Collection entries:

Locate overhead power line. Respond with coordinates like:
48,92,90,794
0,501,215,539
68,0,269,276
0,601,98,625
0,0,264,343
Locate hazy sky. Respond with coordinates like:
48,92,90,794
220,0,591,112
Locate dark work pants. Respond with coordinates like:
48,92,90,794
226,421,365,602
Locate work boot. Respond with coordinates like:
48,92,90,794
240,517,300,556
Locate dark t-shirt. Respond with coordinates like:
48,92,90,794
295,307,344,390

Goal:
Rescale the entries from the first line up to and including the line with "220,0,591,112", and give only those lines. Write every line again, including the requests, and multiply each coordinate in the answers (but not in the requests or their format samples) by 2.15, rounding to whole numbers with halves going up.

Response to this task:
Locate overhead power line. Respond with coordinates like:
48,92,90,794
0,1077,462,1159
146,0,578,593
0,1292,211,1344
0,0,568,737
Locate hazy sky. Respond with coordinates like:
48,92,90,794
473,0,1271,241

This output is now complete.